| WHAT IS REQUIRED |
Rewrite the entry text below as a numbered list, starting at the line with "segment flower bud, all instances" and ending at the line with "81 18 L 83 12", both included. Drop any blank lines.

^^^^

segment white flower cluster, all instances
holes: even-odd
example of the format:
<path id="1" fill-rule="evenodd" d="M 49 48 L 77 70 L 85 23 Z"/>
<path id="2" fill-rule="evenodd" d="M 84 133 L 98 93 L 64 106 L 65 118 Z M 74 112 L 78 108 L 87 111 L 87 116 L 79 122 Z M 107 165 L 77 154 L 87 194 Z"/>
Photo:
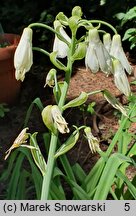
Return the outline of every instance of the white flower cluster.
<path id="1" fill-rule="evenodd" d="M 53 52 L 57 53 L 57 58 L 65 58 L 68 56 L 71 38 L 67 35 L 59 21 L 56 21 L 56 25 L 59 25 L 61 38 L 59 38 L 58 35 L 55 35 Z M 54 28 L 56 29 L 57 27 L 54 25 Z M 30 70 L 32 64 L 32 30 L 30 28 L 25 28 L 14 56 L 16 79 L 23 81 L 25 73 Z M 125 71 L 128 74 L 131 74 L 132 67 L 123 51 L 119 34 L 113 35 L 111 40 L 110 34 L 106 33 L 103 36 L 102 42 L 96 28 L 89 30 L 85 66 L 93 73 L 96 73 L 99 70 L 107 75 L 112 73 L 117 88 L 126 96 L 130 95 L 130 85 Z"/>

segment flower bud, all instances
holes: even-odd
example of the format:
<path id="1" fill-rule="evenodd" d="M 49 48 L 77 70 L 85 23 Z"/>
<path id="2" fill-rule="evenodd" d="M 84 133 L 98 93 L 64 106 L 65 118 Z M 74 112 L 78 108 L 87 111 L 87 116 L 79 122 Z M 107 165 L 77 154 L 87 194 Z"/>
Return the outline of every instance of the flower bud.
<path id="1" fill-rule="evenodd" d="M 81 18 L 83 12 L 82 12 L 82 9 L 80 6 L 75 6 L 73 9 L 72 9 L 72 16 L 77 16 L 79 18 Z"/>
<path id="2" fill-rule="evenodd" d="M 54 68 L 52 68 L 49 73 L 46 76 L 46 82 L 44 87 L 46 87 L 46 85 L 48 85 L 49 87 L 53 88 L 55 81 L 54 81 L 54 76 L 56 74 L 56 70 Z"/>
<path id="3" fill-rule="evenodd" d="M 113 60 L 114 82 L 116 87 L 127 97 L 130 95 L 130 85 L 125 74 L 124 68 L 118 59 Z"/>
<path id="4" fill-rule="evenodd" d="M 18 148 L 20 145 L 27 142 L 26 141 L 28 139 L 28 133 L 26 133 L 27 130 L 28 128 L 24 128 L 17 136 L 17 138 L 14 140 L 13 145 L 6 151 L 5 160 L 8 158 L 8 156 L 10 155 L 13 149 Z M 25 145 L 25 147 L 27 147 L 27 145 Z M 31 148 L 31 146 L 28 146 L 28 148 L 29 147 Z"/>
<path id="5" fill-rule="evenodd" d="M 57 105 L 46 106 L 42 111 L 42 119 L 46 127 L 51 130 L 52 133 L 56 134 L 56 129 L 62 134 L 69 133 L 68 123 L 62 117 Z"/>
<path id="6" fill-rule="evenodd" d="M 99 141 L 96 137 L 93 136 L 92 132 L 91 132 L 91 128 L 90 127 L 86 127 L 84 129 L 86 138 L 88 140 L 88 144 L 90 147 L 90 150 L 92 153 L 95 153 L 96 151 L 101 151 L 100 147 L 99 147 Z"/>
<path id="7" fill-rule="evenodd" d="M 65 104 L 63 106 L 63 110 L 69 108 L 69 107 L 77 107 L 77 106 L 81 106 L 82 104 L 84 104 L 86 102 L 88 98 L 88 95 L 86 92 L 81 92 L 81 94 L 79 95 L 79 97 L 69 101 L 67 104 Z"/>
<path id="8" fill-rule="evenodd" d="M 85 65 L 93 73 L 101 70 L 106 74 L 112 72 L 111 57 L 100 40 L 97 29 L 89 30 L 89 46 L 87 48 Z"/>
<path id="9" fill-rule="evenodd" d="M 32 29 L 25 28 L 23 30 L 20 42 L 16 48 L 14 55 L 15 77 L 17 80 L 23 81 L 26 72 L 28 72 L 33 64 L 32 53 Z"/>

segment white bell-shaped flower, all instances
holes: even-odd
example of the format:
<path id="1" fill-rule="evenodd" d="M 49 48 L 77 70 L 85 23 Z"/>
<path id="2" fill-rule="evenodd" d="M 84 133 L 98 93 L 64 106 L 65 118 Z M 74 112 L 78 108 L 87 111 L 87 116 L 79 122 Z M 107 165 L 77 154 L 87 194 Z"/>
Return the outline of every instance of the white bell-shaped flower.
<path id="1" fill-rule="evenodd" d="M 60 26 L 61 24 L 57 20 L 54 22 L 54 28 L 56 29 L 58 25 Z M 67 33 L 65 32 L 62 26 L 59 27 L 59 33 L 66 41 L 68 41 L 69 43 L 71 42 L 71 38 L 67 35 Z M 57 57 L 65 58 L 67 56 L 68 49 L 69 49 L 68 45 L 64 41 L 59 39 L 57 35 L 55 35 L 54 44 L 53 44 L 53 52 L 57 52 Z"/>
<path id="2" fill-rule="evenodd" d="M 15 77 L 23 81 L 33 64 L 32 29 L 25 28 L 14 55 Z"/>
<path id="3" fill-rule="evenodd" d="M 128 59 L 122 48 L 121 36 L 119 34 L 114 35 L 112 38 L 110 55 L 118 59 L 121 62 L 122 66 L 125 68 L 125 70 L 128 72 L 128 74 L 131 74 L 132 67 L 129 64 Z"/>
<path id="4" fill-rule="evenodd" d="M 97 29 L 89 30 L 89 45 L 85 56 L 85 65 L 93 73 L 99 70 L 106 74 L 112 72 L 111 57 L 100 40 Z"/>
<path id="5" fill-rule="evenodd" d="M 131 94 L 129 81 L 126 73 L 120 61 L 118 59 L 113 60 L 114 68 L 114 82 L 116 87 L 127 97 Z"/>

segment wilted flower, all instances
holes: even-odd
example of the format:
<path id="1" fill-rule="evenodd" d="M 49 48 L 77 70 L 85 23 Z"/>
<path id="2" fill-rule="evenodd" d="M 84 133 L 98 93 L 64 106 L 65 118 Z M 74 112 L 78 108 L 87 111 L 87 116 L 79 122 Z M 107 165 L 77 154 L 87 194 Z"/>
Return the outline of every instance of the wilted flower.
<path id="1" fill-rule="evenodd" d="M 23 30 L 20 42 L 16 48 L 14 55 L 15 77 L 17 80 L 23 81 L 26 72 L 28 72 L 33 64 L 32 53 L 32 29 L 25 28 Z"/>
<path id="2" fill-rule="evenodd" d="M 54 134 L 56 129 L 60 133 L 69 133 L 68 123 L 63 118 L 60 109 L 57 105 L 48 105 L 42 111 L 43 122 Z"/>
<path id="3" fill-rule="evenodd" d="M 113 36 L 110 55 L 118 59 L 121 62 L 122 66 L 126 69 L 128 74 L 131 74 L 132 67 L 129 64 L 128 59 L 122 48 L 121 36 L 119 34 Z"/>
<path id="4" fill-rule="evenodd" d="M 111 48 L 111 35 L 106 33 L 103 35 L 103 44 L 108 52 L 110 52 Z"/>
<path id="5" fill-rule="evenodd" d="M 89 45 L 86 52 L 85 65 L 93 73 L 99 70 L 107 74 L 112 72 L 111 57 L 100 40 L 97 29 L 89 30 Z"/>
<path id="6" fill-rule="evenodd" d="M 99 147 L 99 141 L 96 137 L 93 136 L 93 134 L 91 132 L 91 128 L 86 127 L 84 129 L 84 132 L 85 132 L 86 138 L 88 140 L 91 152 L 95 153 L 96 151 L 101 151 L 101 149 Z"/>
<path id="7" fill-rule="evenodd" d="M 61 23 L 57 20 L 54 22 L 54 27 L 55 29 L 59 27 L 59 33 L 61 34 L 61 36 L 68 41 L 69 43 L 71 42 L 70 37 L 67 35 L 67 33 L 65 32 L 65 30 L 63 29 L 63 27 L 61 26 Z M 68 53 L 68 45 L 62 41 L 60 38 L 58 38 L 57 35 L 55 35 L 55 39 L 54 39 L 54 44 L 53 44 L 53 52 L 57 52 L 57 57 L 58 58 L 65 58 L 67 56 Z"/>
<path id="8" fill-rule="evenodd" d="M 117 88 L 126 96 L 131 93 L 130 85 L 125 74 L 124 68 L 118 59 L 113 60 L 114 82 Z"/>
<path id="9" fill-rule="evenodd" d="M 24 128 L 20 132 L 20 134 L 17 136 L 17 138 L 13 142 L 13 145 L 6 151 L 5 160 L 8 158 L 8 156 L 10 155 L 10 153 L 13 149 L 18 148 L 20 145 L 27 142 L 26 141 L 28 139 L 28 133 L 26 133 L 27 130 L 28 130 L 28 128 Z"/>

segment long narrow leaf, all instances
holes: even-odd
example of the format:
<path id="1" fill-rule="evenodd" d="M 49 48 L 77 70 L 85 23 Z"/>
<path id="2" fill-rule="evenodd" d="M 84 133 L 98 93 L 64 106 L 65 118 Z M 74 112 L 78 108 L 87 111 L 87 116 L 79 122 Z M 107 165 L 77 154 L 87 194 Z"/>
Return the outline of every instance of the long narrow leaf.
<path id="1" fill-rule="evenodd" d="M 127 184 L 128 190 L 132 194 L 133 198 L 136 200 L 136 187 L 129 181 L 129 179 L 125 175 L 123 175 L 120 170 L 117 171 L 116 175 Z"/>
<path id="2" fill-rule="evenodd" d="M 96 192 L 93 198 L 94 200 L 104 200 L 107 198 L 108 193 L 110 191 L 110 187 L 117 173 L 117 169 L 124 162 L 131 163 L 131 160 L 128 157 L 125 157 L 119 153 L 115 153 L 110 156 L 103 170 L 99 184 L 97 186 L 97 189 L 96 189 Z"/>
<path id="3" fill-rule="evenodd" d="M 38 146 L 36 135 L 37 133 L 34 133 L 30 136 L 30 145 L 35 147 L 35 149 L 31 149 L 31 153 L 36 165 L 38 166 L 42 175 L 44 176 L 46 172 L 46 162 Z"/>

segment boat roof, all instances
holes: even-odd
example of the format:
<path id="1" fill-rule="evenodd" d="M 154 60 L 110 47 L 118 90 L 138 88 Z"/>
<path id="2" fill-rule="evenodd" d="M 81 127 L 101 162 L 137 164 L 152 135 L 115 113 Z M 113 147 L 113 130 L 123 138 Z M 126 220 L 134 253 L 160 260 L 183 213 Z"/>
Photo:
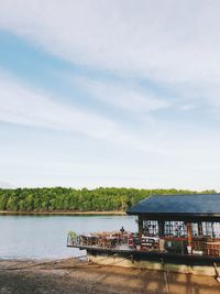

^^^^

| SOLUTION FOR THIS PROBLEM |
1. segment flower bud, all instances
2. holes: even-odd
3. example of the format:
4. <path id="1" fill-rule="evenodd" d="M 49 48 L 77 70 L 85 23 Z"/>
5. <path id="2" fill-rule="evenodd" d="M 84 133 L 98 93 L 64 106 L 65 118 Z M 74 112 L 78 108 L 87 111 L 87 116 L 79 122 Z M 107 165 L 77 154 L 87 194 Z"/>
6. Return the outline of every instance of the flower bud.
7. <path id="1" fill-rule="evenodd" d="M 81 18 L 83 12 L 82 12 L 82 9 L 80 6 L 75 6 L 73 9 L 72 9 L 72 16 L 77 16 L 79 18 Z"/>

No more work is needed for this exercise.